▶ [Exercise aim]: Print the following lines exactly as they appear, leaving the pictures out of your answer.

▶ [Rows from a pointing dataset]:

********************

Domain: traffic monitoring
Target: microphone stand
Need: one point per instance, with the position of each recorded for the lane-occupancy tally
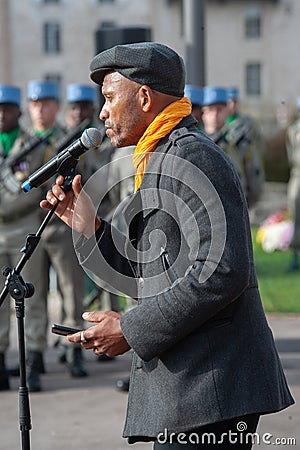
(19, 290)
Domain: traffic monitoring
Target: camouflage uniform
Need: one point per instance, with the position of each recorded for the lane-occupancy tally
(243, 132)
(20, 215)
(220, 138)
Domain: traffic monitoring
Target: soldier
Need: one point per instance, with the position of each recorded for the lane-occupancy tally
(18, 217)
(244, 132)
(56, 240)
(214, 114)
(81, 107)
(195, 94)
(293, 191)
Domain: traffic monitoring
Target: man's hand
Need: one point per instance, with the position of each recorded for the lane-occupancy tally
(74, 207)
(105, 337)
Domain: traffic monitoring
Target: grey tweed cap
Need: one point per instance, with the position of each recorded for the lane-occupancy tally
(149, 63)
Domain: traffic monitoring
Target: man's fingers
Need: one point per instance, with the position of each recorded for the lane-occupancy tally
(76, 185)
(94, 316)
(45, 204)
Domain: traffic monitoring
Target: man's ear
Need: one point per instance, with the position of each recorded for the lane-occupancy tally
(146, 98)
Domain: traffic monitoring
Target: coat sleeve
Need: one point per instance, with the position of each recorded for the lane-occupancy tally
(217, 233)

********************

▶ [Response to this task]:
Domain: traffic monitoring
Target: microphone stand
Need: one point per instance, with the position of each recorded for the lane-occupancy tally
(19, 290)
Domain: traffic monitoring
Target: camouflage uniform
Need: one point per instance, with the position of each recorded for the lane-occupancy tally
(243, 132)
(20, 215)
(220, 138)
Domain: traffic monitoring
Target: soldier
Need: one point per instance, with the position of each recorded for the lane-occupancy tally
(18, 217)
(244, 132)
(56, 240)
(214, 114)
(81, 107)
(195, 94)
(293, 191)
Domain: traffic monitoring
Target: man's hand
Need: one point per instance, with the position of each recorded for the lane-occupancy tally
(74, 207)
(105, 337)
Domain: traffic monitoring
Target: grey tweed cap
Need: one point per instance, with the position of each recorded for the lane-occupancy tally
(149, 63)
Domain: traffic monitoring
Target: man's fingers
Need: one point per instance, with the position of each recorded for the lane-occupancy tally
(76, 185)
(94, 316)
(45, 204)
Domain: traffic monitoring
Target: man's ear
Need: one point per instance, with the position of each recorded for the lane-occupancy tally
(146, 98)
Domain: traffic monitoring
Target: coat sleeve
Need: one point per instance, with the position of each recorded for the lane-occupancy tally
(217, 233)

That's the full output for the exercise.